This interdisciplinary course focuses on how computational methods can contribute to music research and to the design and use of applications and tools both in academic and professional contexts. The course is offered both to Master students with a Science background and Master students with a Humanities background. The course offers the opportunity to collaborate with other students from said disciplines, bringing in different paradigms and methodologies. Collaboration across disciplines is essential for developing, applying, and critically evaluating tools and models that are both technically robust and sensitive to music’s many social and cultural contexts. In this course, students explore therefore not only how interdisciplinary collaboration works, but also why it matters.
The course consists of lectures and teamwork. In the lectures, core concepts will be introduced. Students will work in interdisciplinary teams on applying computational models to open-ended, real-world challenges in the context of music computing. We explicitly will reflect on the interdisciplinary interaction within the teams, and on the process of modelling and tool-building.

- _Written instruction A_:
According to the course description, which two groups of Master students is the course offered to?
- _Written instruction B_:
In the listing, begin at the line that has "indicate the forest" and stop after the line that has "Target: hiking boot". Rewrite those lines with the requests included, shifting every point coordinate in the answers up by 147.

- _Data records_:

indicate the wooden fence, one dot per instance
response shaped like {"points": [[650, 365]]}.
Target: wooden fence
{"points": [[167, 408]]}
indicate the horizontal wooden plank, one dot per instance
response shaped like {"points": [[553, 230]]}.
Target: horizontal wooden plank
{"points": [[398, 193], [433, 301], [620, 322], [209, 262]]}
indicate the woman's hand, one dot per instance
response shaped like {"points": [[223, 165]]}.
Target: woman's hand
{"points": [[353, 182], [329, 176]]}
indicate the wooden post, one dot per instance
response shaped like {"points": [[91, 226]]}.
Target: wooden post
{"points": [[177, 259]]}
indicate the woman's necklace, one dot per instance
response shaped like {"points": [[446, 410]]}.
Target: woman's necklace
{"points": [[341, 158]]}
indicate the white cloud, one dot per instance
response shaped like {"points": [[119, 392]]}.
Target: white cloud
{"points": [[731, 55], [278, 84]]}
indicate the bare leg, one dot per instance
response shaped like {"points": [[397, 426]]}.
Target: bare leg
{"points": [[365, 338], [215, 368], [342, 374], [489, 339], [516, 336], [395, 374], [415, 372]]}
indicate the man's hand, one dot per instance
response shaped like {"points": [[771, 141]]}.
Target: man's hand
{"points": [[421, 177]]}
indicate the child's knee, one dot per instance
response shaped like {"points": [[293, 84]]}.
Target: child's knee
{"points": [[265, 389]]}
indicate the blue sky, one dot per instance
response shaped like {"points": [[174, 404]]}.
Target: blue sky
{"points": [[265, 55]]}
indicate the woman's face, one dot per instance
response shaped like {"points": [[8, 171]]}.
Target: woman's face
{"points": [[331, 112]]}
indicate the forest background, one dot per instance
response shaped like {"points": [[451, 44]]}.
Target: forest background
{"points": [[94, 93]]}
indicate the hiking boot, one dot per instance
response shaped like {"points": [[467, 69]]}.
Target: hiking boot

...

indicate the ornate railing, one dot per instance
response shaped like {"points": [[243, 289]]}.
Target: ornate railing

- _Exercise answer A_:
Master students with a Science background and Master students with a Humanities background.

- _Exercise answer B_:
indicate the forest background, one dot per instance
response shaped like {"points": [[451, 44]]}.
Target: forest background
{"points": [[241, 240]]}
indicate the hiking boot, one dot per instance
response shaped like {"points": [[467, 69]]}.
Target: hiking boot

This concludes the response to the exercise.